**PROBLEM DETAILS:**
Update the claim extraction notes by writing out everything from "Fields used by" down to "node from generation)", with "upstream" changed to "preceding".
::: DOCUMENT TEXT :::
Implementation note:

  • Prompt asks for exactly one atomic claim per chunk, returned as JSON (claims[], confidences[]).

Execution Flow

Graph
Rendering diagram...

Input

Using your sample input:

json
{
  "case_id": "shakespeare-hamlet-short",
  "generation": "The central theme of Hamlet is mortality and the paralysis that arises from contemplating it. Through the famous 'To be or not to be' soliloquy and repeated encounters with death — the Ghost, Yorick's skull, Ophelia's drowning — Shakespeare explores how consciousness of death impedes decisive action. Hamlet's indecision stems not from cowardice but from his philosophical nature: he cannot act without questioning the meaning and consequences of every action."
}

Fields used by the claims branch:

  • generation: required; this is chunked and then converted to claims
  • case_id: used for case identity/reporting, not claim extraction logic

Direct node-level input to ClaimExtractorNode.run(...) is:

  • chunks: list[Chunk] (produced by upstream chunk node from generation)

Fields not required for claims:

  • question, context, reference

Output

Primary output type:

  • ClaimArtifacts
    • claims: list[Claim]
    • cost: CostEstimate

Example output:

json
{
  "claims": [
    {
      "item": {
        "id": "9df6db8c5d0c9a41",
        "text": "A central theme of Hamlet is mortality and its effect on action.",
        "tokens": 15.0,
        "confidence": 1.0,
        "cached": false
      },
      "source_chunk_index": 0,
      "confidence": 0.91,
      "extraction_failed": false
    },
    {
      "item": {
        "id": "f0f53c3c0119530d",
        "text": "Hamlet's indecision is tied to philosophical reflection rather than simple cowardice.",
        "tokens": 16.0,
        "confidence": 1.0,
        "cached": false
      },
      "source_chunk_index": 1,
      "confidence": 0.88,
      "extraction_failed": false
    }
  ],
  "cost": {
    "cost": 0.00074,
    "input_tokens": 240.0,
    "output_tokens": 56.0
  }
}

Attribute meaning:

  • claims: extracted claim units across all generation chunks
  • claims[].item.id: auto-generated hash-based ID from claim text
  • claims[].item.text: normalized atomic claim text
  • claims[].item.tokens: token count for that claim text
  • claims[].item.confidence: Item-level confidence (default type field)
  • claims[].item.cached: cache marker field on Item
  • claims[].source_chunk_index: originating chunk index
  • claims[].confidence: extractor confidence score for that claim (0–1)
::: PROVIDED MATERIAL :::
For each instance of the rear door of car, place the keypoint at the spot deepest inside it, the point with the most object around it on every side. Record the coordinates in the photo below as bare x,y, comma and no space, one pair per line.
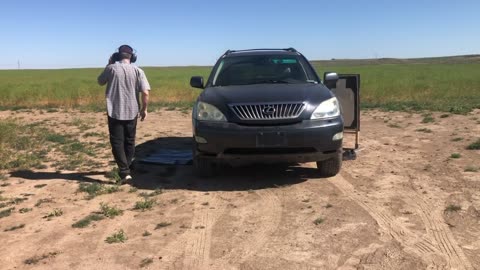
347,91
:::
**WRITTEN RESPONSE:**
Fields used by the claims branch:

  • generation: required; this is chunked and then converted to claims
  • case_id: used for case identity/reporting, not claim extraction logic

Direct node-level input to ClaimExtractorNode.run(...) is:

  • chunks: list[Chunk] (produced by preceding chunk node from generation)